Sunday, November 14, 2010

Fast-bake fix straight from nuclear kitchen

Binding ties … Erden Sizgek and his wife, Devlet Sizgek, with
a mock-up of the synroc plant.

Binding ties … Erden Sizgek and his wife, Devlet Sizgek, with a mock-up of the synroc plant.
Photo: Bob Pearce
The Sydney Morning Herald
By Richard Macey
April 26, 2006
ALMOST three decades after it was proclaimed the solution to the world's nuclear waste problem, construction of the first synroc plant is about to begin.
Unveiled in 1978 by Ted Ringwood, a geochemist from the Australian National University, synroc, or synthetic rock, was said to copy the way nature locked up radioactivity in the earth. But when Professor Ringwood died in 1993 there was little to show for his revolutionary idea.
"Synroc had a marketing problem," said George Collins, chief of research at the Australian Nuclear Science and Technology Organisation (ANSTO) at Lucas Heights. "It was designed for high-level waste, concentrated waste from the reprocessing of fuel from nuclear power stations. But not many countries have high-level waste."

→ **WORK TO COMPLETE**
Can you reproduce, word for word, the stretch of the synroc article from "Fast-bake fix straight" through "with a mock-up of the synroc plant."?

→ **SUPPLIED INFORMATION**
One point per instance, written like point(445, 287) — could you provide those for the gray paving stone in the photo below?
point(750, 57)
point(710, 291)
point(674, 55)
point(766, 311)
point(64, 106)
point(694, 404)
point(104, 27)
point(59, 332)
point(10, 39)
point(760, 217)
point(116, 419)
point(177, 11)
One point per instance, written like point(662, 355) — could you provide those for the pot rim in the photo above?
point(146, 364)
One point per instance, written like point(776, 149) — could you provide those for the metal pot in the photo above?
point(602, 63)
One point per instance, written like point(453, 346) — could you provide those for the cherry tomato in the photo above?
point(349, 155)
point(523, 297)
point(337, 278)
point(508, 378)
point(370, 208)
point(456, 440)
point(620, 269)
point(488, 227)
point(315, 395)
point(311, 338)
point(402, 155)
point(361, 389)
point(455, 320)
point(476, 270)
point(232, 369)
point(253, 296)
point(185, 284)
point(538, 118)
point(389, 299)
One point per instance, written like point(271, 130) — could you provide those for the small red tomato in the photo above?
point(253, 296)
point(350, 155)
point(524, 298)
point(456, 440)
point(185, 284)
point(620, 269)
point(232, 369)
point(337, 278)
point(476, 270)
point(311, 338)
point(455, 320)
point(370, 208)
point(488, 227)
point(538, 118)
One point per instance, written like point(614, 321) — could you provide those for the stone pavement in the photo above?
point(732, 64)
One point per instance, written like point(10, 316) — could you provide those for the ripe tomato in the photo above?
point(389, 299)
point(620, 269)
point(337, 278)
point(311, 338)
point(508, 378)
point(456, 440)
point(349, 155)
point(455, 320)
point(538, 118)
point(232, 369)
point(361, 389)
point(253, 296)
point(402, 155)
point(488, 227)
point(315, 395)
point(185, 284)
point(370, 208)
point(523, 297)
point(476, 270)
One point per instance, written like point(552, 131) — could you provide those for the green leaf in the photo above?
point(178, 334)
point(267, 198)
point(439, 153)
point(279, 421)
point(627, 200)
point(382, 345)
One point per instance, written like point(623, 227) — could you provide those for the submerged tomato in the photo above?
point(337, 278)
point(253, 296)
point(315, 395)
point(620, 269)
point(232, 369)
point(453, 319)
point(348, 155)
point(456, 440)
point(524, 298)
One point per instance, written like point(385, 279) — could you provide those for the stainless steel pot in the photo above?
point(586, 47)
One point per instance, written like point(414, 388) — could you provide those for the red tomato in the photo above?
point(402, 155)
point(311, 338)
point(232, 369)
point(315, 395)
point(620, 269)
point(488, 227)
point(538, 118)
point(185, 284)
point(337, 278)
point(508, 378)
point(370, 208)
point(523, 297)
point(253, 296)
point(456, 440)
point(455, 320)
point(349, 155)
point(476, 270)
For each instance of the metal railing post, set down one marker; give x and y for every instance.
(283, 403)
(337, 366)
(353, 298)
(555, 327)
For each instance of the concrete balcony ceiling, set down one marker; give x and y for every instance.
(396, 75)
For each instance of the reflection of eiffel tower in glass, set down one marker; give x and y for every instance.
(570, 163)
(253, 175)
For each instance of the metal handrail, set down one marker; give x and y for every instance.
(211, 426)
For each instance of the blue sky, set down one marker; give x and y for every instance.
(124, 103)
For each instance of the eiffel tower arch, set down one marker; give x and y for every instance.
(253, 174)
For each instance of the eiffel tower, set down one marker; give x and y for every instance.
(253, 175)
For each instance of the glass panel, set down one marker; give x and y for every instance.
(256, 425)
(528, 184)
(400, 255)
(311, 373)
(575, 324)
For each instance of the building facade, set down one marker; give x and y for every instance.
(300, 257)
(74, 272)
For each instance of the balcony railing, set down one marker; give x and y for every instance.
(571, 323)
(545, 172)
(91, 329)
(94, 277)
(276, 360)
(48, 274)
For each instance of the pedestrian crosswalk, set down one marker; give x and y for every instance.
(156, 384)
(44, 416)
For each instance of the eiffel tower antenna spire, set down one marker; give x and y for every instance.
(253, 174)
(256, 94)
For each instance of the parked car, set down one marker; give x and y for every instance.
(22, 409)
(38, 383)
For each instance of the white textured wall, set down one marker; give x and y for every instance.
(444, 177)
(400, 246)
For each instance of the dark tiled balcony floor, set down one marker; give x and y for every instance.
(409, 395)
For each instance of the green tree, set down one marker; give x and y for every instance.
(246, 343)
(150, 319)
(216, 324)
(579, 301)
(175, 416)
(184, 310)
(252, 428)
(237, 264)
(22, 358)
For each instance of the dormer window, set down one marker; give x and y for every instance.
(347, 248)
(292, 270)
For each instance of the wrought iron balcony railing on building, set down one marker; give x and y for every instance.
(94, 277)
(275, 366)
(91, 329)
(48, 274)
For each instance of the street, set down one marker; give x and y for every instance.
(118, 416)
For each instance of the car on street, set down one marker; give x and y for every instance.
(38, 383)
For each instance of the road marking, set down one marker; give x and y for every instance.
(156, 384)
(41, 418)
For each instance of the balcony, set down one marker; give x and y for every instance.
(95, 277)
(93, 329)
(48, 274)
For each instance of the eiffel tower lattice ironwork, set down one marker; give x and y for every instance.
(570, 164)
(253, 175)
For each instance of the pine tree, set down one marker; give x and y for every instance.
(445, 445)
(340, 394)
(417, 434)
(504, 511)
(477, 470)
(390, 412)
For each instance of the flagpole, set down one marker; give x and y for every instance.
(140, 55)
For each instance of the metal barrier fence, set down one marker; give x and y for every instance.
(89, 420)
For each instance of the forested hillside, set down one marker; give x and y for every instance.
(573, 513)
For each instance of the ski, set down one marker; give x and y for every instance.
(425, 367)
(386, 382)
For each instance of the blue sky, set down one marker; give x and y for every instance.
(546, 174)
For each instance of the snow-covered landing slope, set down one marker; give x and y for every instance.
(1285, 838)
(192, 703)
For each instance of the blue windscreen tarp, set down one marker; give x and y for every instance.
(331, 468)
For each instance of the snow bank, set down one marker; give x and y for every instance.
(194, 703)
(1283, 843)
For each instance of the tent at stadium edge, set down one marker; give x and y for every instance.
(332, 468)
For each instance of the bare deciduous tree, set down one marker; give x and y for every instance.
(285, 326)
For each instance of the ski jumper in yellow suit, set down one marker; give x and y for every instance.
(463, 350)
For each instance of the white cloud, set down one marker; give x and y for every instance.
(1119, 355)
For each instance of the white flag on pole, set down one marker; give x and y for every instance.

→ **ANSWER FOR THIS EXERCISE**
Fast-bake fix straight from nuclear kitchen

Binding ties … Erden Sizgek and his wife, Devlet Sizgek, with
a mock-up of the synroc plant.

Binding ties … Erden Sizgek and his wife, Devlet Sizgek, with a mock-up of the synroc plant.